■ Input data:
=======

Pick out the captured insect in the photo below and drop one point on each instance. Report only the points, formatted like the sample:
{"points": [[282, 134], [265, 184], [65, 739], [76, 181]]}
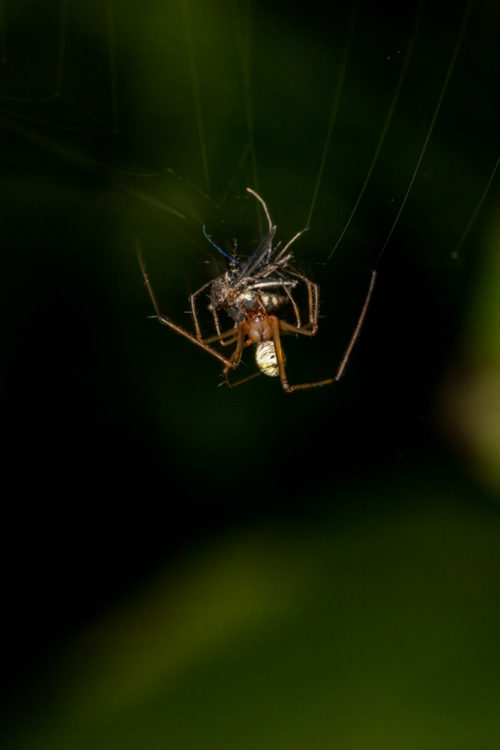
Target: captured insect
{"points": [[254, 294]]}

=======

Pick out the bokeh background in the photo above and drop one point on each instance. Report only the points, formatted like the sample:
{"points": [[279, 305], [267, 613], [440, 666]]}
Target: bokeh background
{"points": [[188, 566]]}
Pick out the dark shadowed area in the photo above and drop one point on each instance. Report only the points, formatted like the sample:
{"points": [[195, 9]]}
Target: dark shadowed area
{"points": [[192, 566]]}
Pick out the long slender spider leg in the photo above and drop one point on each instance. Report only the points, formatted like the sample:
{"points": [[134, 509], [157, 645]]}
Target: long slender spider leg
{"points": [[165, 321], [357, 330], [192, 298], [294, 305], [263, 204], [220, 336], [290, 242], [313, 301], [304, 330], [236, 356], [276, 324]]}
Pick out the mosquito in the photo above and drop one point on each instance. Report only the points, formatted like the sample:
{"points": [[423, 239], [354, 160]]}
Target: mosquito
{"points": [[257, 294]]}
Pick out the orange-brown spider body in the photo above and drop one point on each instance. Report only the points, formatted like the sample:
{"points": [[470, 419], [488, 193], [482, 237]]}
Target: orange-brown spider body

=======

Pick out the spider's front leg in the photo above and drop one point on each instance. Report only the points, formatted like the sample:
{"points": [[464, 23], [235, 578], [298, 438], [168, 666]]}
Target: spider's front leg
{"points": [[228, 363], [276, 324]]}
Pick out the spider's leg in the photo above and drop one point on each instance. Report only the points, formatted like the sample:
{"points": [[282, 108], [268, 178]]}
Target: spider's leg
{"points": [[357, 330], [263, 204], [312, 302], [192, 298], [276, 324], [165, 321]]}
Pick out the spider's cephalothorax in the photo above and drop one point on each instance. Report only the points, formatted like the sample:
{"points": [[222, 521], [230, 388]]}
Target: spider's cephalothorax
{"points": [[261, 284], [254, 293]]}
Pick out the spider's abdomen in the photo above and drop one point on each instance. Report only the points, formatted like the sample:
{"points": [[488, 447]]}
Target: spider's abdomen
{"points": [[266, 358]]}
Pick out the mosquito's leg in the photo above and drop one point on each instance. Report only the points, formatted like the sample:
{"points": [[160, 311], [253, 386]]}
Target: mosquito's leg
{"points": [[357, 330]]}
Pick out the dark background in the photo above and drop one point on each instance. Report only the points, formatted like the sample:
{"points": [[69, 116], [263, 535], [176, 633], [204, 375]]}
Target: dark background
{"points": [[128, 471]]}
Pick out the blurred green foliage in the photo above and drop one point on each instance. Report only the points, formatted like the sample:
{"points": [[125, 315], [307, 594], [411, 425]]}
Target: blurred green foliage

=======

Recast the lines as a Markdown table with the columns "Row" and "Line," numbering each row and omitting blank lines. Start at the line containing "Pick out the mosquito in" and end at the line containing "Target: orange-brown spider body", with both included.

■ Result of the exercise:
| Row | Line |
|---|---|
| 1 | Pick out the mosquito in the photo above and drop one point on each instance. Report only the points, formatted like the sample: |
| 2 | {"points": [[423, 239], [354, 160]]} |
| 3 | Target: mosquito |
| 4 | {"points": [[257, 294]]} |
| 5 | Pick out the orange-brown spider body in the photo above and drop one point on each instance. Report only the points, formatted like the sample: |
| 6 | {"points": [[470, 419], [488, 193], [482, 237]]} |
| 7 | Target: orange-brown spider body |